Saved data entries
______________________________

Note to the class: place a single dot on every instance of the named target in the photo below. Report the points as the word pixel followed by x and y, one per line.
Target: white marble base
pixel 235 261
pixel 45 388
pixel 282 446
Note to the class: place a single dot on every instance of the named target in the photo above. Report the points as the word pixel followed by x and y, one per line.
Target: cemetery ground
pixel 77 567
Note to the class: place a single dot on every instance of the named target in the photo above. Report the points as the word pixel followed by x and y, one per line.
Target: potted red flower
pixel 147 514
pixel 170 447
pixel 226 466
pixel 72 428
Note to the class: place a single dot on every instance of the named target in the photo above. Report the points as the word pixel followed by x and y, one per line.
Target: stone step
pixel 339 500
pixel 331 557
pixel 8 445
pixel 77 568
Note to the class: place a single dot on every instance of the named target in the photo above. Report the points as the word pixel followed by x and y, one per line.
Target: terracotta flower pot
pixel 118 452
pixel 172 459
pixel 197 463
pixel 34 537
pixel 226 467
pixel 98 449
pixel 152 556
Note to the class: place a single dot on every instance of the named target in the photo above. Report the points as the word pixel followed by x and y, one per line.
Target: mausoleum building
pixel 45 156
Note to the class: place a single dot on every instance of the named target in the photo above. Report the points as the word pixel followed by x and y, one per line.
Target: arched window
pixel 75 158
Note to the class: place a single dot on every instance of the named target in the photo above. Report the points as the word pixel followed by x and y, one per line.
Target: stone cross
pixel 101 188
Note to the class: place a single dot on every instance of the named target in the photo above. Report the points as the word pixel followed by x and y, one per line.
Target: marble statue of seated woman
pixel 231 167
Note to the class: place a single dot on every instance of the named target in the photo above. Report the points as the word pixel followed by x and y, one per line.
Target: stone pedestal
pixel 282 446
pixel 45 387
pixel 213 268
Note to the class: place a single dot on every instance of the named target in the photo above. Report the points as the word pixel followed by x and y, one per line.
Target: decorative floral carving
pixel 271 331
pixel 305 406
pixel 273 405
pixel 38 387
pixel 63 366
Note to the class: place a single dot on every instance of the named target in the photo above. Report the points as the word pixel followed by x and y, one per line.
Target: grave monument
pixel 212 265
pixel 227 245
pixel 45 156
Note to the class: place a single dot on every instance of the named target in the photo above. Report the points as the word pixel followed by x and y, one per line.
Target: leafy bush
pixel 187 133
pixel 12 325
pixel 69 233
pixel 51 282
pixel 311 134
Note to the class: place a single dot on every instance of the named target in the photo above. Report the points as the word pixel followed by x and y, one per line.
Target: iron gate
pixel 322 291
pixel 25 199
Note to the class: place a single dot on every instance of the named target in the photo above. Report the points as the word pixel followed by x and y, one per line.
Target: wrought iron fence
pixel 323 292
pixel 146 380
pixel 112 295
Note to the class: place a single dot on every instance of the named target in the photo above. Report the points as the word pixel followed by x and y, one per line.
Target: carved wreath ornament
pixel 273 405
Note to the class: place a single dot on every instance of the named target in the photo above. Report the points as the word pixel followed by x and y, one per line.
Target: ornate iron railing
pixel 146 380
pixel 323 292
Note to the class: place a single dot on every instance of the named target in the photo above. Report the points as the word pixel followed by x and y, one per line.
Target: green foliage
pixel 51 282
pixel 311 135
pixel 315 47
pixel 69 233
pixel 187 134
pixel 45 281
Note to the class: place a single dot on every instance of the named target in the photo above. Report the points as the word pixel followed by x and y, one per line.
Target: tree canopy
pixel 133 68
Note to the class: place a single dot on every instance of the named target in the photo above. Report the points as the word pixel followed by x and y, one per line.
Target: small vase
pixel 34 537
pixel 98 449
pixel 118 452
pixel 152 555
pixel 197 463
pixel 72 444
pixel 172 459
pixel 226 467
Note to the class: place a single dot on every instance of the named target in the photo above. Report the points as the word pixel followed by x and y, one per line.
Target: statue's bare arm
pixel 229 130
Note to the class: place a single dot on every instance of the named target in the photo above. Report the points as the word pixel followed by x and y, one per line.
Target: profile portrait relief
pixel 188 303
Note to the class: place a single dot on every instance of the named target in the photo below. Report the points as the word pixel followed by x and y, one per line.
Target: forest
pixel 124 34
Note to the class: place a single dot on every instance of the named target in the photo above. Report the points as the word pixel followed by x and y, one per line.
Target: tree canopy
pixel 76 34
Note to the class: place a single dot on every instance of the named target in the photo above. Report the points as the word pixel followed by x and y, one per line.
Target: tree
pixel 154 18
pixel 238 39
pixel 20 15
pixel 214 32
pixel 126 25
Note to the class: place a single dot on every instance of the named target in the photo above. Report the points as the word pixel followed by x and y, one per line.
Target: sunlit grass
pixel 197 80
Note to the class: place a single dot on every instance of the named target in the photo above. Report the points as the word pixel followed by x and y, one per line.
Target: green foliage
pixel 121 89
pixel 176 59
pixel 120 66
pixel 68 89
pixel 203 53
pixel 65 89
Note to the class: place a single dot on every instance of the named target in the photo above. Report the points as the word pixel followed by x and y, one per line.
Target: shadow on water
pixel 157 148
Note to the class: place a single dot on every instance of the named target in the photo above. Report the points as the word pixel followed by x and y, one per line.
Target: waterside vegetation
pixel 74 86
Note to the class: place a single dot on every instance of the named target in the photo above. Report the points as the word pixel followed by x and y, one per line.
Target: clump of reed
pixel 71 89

______________________________

**Exercise details:** Write out all records exactly, keeping every detail.

**Task response:**
Note to the class: place a single dot on every instance of the named target in the photo below. Report the points as the word pixel followed by x and y, one per line.
Target: white marble base
pixel 235 261
pixel 45 388
pixel 282 446
Note to the class: place a single dot on every instance of the named target in the photo above. Report the points as the word pixel followed by x and y, one per line.
Target: cemetery ground
pixel 77 567
Note to the class: place a single dot on every instance of the named target in the photo above. Report the points as the word pixel followed by x and y, one per line.
Target: potted red flower
pixel 147 514
pixel 170 447
pixel 226 466
pixel 72 428
Note to the class: place a single dot on every instance of the named target in the photo above. Report the points as the word pixel followed by x and y, one per line.
Target: stone step
pixel 339 500
pixel 331 557
pixel 8 445
pixel 77 568
Note to the class: place a single dot on every instance of the named target in the photo above. Report the points as the word pixel followed by x and y, one per line.
Target: terracotta flower pot
pixel 118 452
pixel 172 459
pixel 197 463
pixel 34 537
pixel 226 467
pixel 98 449
pixel 152 556
Note to the class: place a single dot on every instance of the named target in the photo above. Report the points as the word pixel followed by x and y, one per line.
Target: mausoleum building
pixel 45 156
Note to the class: place a single dot on every instance of the named target in the photo above. Report the points as the word pixel followed by x and y, one per line.
Target: arched window
pixel 75 158
Note to the class: place a single dot on every instance of the named target in the photo above. Report the points as the word pixel followed by x and y, one per line.
Target: stone cross
pixel 101 188
Note to the class: place a single dot on every instance of the named target in the photo above. Report the points as the word pixel followed by x and y, one per line.
Target: marble statue of seated woman
pixel 231 167
Note to the class: place a single dot on every instance of the named target in the photo above. Report the points as the word pixel followed by x and y, one per line.
Target: stone pedestal
pixel 282 446
pixel 45 387
pixel 213 268
Note to the class: place a single dot on every instance of the named target in the photo above. Report the points as the word pixel followed by x and y, one per line.
Target: decorative floral carving
pixel 271 331
pixel 305 406
pixel 273 405
pixel 38 387
pixel 63 366
Note to the class: place a single dot on every instance of the named target in the photo above. Report the points as the word pixel followed by x and y, one per line.
Target: grave monument
pixel 212 265
pixel 227 245
pixel 45 156
Note to the class: place a single dot on every instance of the named target in the photo above. Report the points as the word pixel followed by x and y, one per line.
Target: leafy bush
pixel 187 133
pixel 12 325
pixel 69 233
pixel 51 282
pixel 311 134
Note to the class: place a single dot on every instance of the named target in the photo above. Report the points as the word pixel followed by x and y, one per line.
Target: iron gate
pixel 322 291
pixel 25 199
Note to the class: place a single dot on every instance of the named target in the photo above. Report the points as the word pixel followed by x and y, one per line.
Target: wrought iron fence
pixel 323 292
pixel 146 380
pixel 112 295
Note to the class: place a single dot on every instance of the named target in the photo above. Report the points as the word pixel followed by x and y, one per line.
Target: carved wreath ornament
pixel 273 405
Note to the class: place a single dot on every instance of the named target in the photo above. Report the points as the word pixel followed by x and y, one per line.
Target: ornate iron railing
pixel 146 380
pixel 323 292
Note to the class: place a single dot on every instance of the named target in the photo above. Report the points as the word pixel followed by x and y, one per line.
Target: green foliage
pixel 51 282
pixel 311 135
pixel 315 47
pixel 69 233
pixel 187 134
pixel 45 281
Note to the class: place a single dot on every instance of the named target in the photo above. Report the points as the word pixel followed by x and y, one per line.
Target: tree canopy
pixel 133 68
Note to the class: place a single dot on every instance of the named target in the photo above. Report the points as the word pixel followed by x and y, one per line.
Target: small vase
pixel 34 537
pixel 98 449
pixel 118 452
pixel 152 555
pixel 197 463
pixel 72 444
pixel 172 459
pixel 226 467
Note to the class: place a single dot on every instance of the named target in the photo above. Report the points as the word pixel followed by x and y, one per line.
Target: statue's bare arm
pixel 229 130
Note to the class: place a single dot on every instance of the named target in the photo above. Report the points as the word pixel followed by x and y, one per line.
Target: profile portrait relief
pixel 188 303
Note to the class: place a single dot on every instance of the named target in the photo below. Report the points as the word pixel followed by x and y, one per line.
Target: forest
pixel 124 34
Note to the class: place a single dot on every instance of the named target in the photo above. Report the points as the word pixel followed by x and y, one per line.
Target: tree canopy
pixel 76 34
Note to the class: place a single dot on every instance of the named target in the photo above. Report the points as the word pixel followed by x and y, one per line.
Target: tree
pixel 154 18
pixel 238 39
pixel 20 15
pixel 214 32
pixel 126 25
Note to the class: place a single dot on every instance of the named target in the photo above. Report the points as the word pixel followed by x and y, one per line.
Target: sunlit grass
pixel 197 80
Note to the class: place a single dot on every instance of the named target in the photo above. Report the points as the word pixel followed by x and y, one per line.
Target: green foliage
pixel 121 89
pixel 176 59
pixel 120 66
pixel 68 89
pixel 203 53
pixel 65 89
Note to the class: place a single dot on every instance of the named target in the photo above. Report the points as the word pixel followed by x and y, one per line.
Target: shadow on water
pixel 157 148
Note to the class: place a single dot on every instance of the named target in the photo above. Report the points as the word pixel followed by x and y, one per line.
Target: waterside vegetation
pixel 74 86
Note to the class: place a single dot on every instance of the named target in the photo above. Report the points as the word pixel followed by x and y, one per line.
Target: clump of reed
pixel 71 89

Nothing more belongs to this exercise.